- [TASK REQUIREMENTS] Rescale the data below from the line with "Mark each instance of the entrance" to the line with "x=471 y=281", both included, reproducing every line in order. Multiply only the x and y coordinates in the answers by 1.1 and round them to whole numbers, halves up, leaving all other lines and numbers unchanged.

- [DATA TO PROCESS]
-------
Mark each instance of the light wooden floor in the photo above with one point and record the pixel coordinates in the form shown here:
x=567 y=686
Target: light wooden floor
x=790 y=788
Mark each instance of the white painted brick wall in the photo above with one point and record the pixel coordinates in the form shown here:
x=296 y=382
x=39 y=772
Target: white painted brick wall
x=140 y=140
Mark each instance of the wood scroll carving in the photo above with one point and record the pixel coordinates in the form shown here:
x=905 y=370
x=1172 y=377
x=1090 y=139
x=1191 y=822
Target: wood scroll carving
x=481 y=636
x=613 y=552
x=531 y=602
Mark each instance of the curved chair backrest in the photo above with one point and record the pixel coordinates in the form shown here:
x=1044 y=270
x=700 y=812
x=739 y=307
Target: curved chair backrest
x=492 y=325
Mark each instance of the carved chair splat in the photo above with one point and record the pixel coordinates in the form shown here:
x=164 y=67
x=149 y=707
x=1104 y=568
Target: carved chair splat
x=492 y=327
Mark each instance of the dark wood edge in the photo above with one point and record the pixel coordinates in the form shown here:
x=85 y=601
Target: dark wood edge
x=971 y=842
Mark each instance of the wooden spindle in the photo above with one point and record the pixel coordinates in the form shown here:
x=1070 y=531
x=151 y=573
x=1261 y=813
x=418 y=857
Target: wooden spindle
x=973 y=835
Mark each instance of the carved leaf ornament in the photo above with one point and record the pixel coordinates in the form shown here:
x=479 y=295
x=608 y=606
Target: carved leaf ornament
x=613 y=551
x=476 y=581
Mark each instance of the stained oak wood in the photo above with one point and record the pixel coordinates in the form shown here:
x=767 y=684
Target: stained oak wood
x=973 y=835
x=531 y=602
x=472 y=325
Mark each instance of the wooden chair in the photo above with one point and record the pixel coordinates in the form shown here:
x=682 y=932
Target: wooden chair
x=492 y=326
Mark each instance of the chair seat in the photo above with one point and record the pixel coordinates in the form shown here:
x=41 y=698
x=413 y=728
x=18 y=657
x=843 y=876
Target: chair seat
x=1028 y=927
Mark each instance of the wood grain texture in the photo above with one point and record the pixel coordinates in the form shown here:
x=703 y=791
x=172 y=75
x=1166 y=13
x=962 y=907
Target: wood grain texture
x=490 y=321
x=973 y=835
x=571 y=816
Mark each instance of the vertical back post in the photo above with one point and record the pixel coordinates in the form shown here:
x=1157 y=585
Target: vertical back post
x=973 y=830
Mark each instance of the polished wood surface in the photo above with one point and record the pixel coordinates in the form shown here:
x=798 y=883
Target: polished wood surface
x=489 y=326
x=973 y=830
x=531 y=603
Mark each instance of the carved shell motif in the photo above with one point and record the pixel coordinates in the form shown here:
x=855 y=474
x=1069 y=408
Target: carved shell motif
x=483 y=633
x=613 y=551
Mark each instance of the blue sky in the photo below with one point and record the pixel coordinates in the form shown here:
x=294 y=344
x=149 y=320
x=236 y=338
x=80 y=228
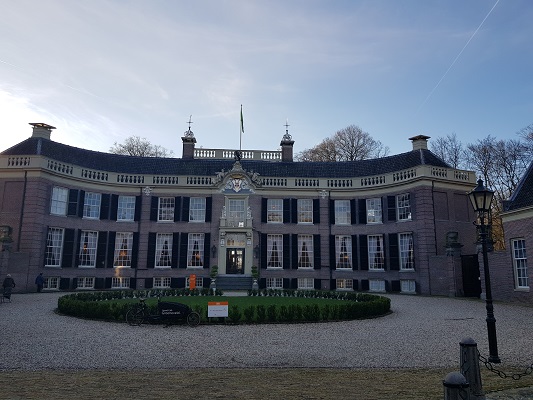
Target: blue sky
x=101 y=71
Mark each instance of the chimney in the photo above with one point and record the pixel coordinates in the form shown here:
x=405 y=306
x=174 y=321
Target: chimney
x=41 y=130
x=420 y=142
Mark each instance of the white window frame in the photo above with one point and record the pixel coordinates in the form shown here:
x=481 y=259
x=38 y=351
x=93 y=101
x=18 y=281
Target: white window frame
x=91 y=205
x=518 y=250
x=59 y=201
x=163 y=244
x=305 y=211
x=275 y=242
x=85 y=282
x=403 y=207
x=343 y=212
x=275 y=211
x=123 y=250
x=342 y=260
x=165 y=209
x=305 y=255
x=197 y=207
x=88 y=249
x=54 y=247
x=126 y=208
x=374 y=211
x=406 y=248
x=195 y=250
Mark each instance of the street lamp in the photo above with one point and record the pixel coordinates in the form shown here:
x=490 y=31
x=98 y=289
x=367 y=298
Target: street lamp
x=481 y=199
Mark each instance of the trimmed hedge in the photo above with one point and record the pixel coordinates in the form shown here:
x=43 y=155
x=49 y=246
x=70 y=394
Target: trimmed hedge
x=349 y=306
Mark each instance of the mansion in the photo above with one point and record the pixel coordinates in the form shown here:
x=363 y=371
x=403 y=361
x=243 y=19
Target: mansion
x=90 y=220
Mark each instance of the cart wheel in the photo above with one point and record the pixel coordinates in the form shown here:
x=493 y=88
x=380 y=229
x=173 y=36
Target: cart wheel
x=193 y=319
x=134 y=316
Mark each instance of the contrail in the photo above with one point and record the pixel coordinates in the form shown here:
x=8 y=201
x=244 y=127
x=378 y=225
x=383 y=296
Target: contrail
x=456 y=58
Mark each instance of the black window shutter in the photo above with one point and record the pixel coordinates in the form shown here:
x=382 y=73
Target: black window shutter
x=113 y=207
x=363 y=252
x=183 y=250
x=154 y=208
x=316 y=211
x=264 y=205
x=150 y=258
x=177 y=208
x=362 y=211
x=208 y=208
x=68 y=248
x=354 y=252
x=104 y=206
x=391 y=208
x=394 y=253
x=353 y=214
x=73 y=202
x=263 y=247
x=185 y=209
x=316 y=252
x=175 y=249
x=81 y=203
x=286 y=251
x=207 y=250
x=101 y=249
x=138 y=208
x=294 y=251
x=286 y=211
x=111 y=249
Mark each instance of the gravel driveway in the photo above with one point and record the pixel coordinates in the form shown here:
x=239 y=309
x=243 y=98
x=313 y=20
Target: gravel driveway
x=421 y=332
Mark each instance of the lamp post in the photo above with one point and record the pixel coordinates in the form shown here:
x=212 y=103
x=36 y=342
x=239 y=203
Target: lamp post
x=481 y=199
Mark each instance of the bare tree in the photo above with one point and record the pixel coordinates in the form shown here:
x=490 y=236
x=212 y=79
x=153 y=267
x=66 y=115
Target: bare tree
x=137 y=146
x=348 y=144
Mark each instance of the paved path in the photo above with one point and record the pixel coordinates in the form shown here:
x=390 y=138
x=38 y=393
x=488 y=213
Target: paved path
x=421 y=332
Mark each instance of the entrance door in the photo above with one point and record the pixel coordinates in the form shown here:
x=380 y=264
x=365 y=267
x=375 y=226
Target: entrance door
x=235 y=261
x=471 y=281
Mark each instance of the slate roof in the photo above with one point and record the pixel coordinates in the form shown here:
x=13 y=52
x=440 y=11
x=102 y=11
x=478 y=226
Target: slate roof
x=523 y=195
x=177 y=166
-------
- [RESPONSE BELOW]
Mark each instance of the entrance door in the photo above with one point and record the pixel coordinates in the form shown here:
x=380 y=264
x=365 y=267
x=375 y=226
Target: entrance door
x=259 y=287
x=518 y=309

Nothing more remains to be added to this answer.